### [Stated exercise]
Would you write out all of the lines below word for word, leaving the pictures out?

::: Material shown :::

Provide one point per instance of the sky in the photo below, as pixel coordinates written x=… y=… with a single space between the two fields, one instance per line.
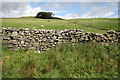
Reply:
x=65 y=10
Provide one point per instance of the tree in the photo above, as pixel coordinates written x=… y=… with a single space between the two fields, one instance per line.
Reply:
x=44 y=15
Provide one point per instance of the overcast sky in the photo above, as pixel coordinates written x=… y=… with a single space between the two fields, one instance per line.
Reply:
x=66 y=10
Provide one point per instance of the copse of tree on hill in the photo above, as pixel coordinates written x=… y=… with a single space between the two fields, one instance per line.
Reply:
x=46 y=15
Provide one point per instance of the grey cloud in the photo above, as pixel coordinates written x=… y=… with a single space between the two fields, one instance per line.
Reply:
x=12 y=9
x=56 y=5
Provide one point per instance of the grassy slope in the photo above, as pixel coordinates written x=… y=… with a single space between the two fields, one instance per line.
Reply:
x=88 y=25
x=65 y=61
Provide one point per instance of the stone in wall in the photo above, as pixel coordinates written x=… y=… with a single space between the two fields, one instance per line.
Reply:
x=41 y=40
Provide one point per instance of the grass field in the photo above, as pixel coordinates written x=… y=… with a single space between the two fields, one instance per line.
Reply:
x=64 y=61
x=87 y=60
x=88 y=25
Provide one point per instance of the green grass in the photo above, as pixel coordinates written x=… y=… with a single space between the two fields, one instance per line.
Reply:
x=64 y=61
x=88 y=25
x=87 y=60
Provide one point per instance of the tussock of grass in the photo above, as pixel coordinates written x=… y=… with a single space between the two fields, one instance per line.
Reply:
x=64 y=61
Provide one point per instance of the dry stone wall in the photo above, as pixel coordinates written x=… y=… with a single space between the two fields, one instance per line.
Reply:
x=41 y=40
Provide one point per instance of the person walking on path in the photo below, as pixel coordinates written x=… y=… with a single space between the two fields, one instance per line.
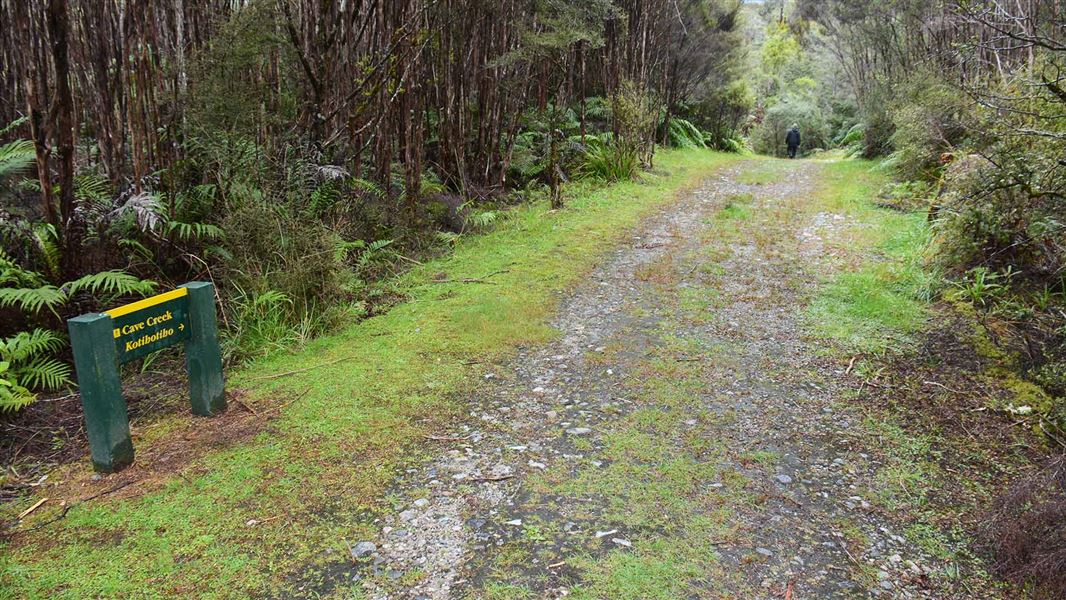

:::

### [Problem solution]
Provide one point per instance of the sky in the photo below, as pixel coordinates written x=… y=… with a single space between the two fields, one instance per line.
Reply:
x=65 y=10
Provide one point per instance of the tree in the photo above, as pixel coordinates written x=… y=… with a single space between the two fields, one instance per line.
Reply:
x=44 y=15
Provide one point per instance of the overcast sky in the photo above, as pixel coordinates written x=… y=… with a single space between the two fields, one instance per line.
Reply:
x=66 y=10
Provide one point per instance of the copse of tree on hill in the photo above, as pixel coordinates written x=… y=… with a single space between the two fields, one instance per line.
Reply:
x=46 y=15
Provide one point per instance of the grey cloud in the photo above, as pixel coordinates written x=… y=… with a single space between the two fields, one instance per line.
Reply:
x=12 y=9
x=56 y=5
Provide one point per instance of the grassy slope in the photo above, as pixel coordinates written x=… y=… with a single space between the two fields, one instance per line.
Reply:
x=88 y=25
x=65 y=61
Provide one point per instance of the stone in wall in the photo above, as pixel coordinates written x=… y=… with a single space between the two fields, one instance per line.
Reply:
x=41 y=40
Provide one point per instance of the grass field in the photo above, as pixel coordinates written x=… y=… with a single space between the two fields, one instance per line.
Reply:
x=64 y=61
x=87 y=60
x=88 y=25
Provide one point per instance of the green grass in the photo above, as pixel coordinates written x=… y=… with a single space between the two fields, one instance per line.
Reply:
x=64 y=61
x=88 y=25
x=87 y=60
Provide one point per instance of the tussock of grass in the photo above, as pixel coordinates written x=… y=… with a single space between the two fields, one instance per line.
Reply:
x=64 y=61
Provide one point per instance of the dry stone wall in the photo above, as pixel coordinates written x=… y=… with a single space between the two fields, one instance per line.
Reply:
x=41 y=40
Provide one point per instance of the person walking on path in the photo below, as pixel coordinates written x=… y=… with a single space between the two fields, one instance per line.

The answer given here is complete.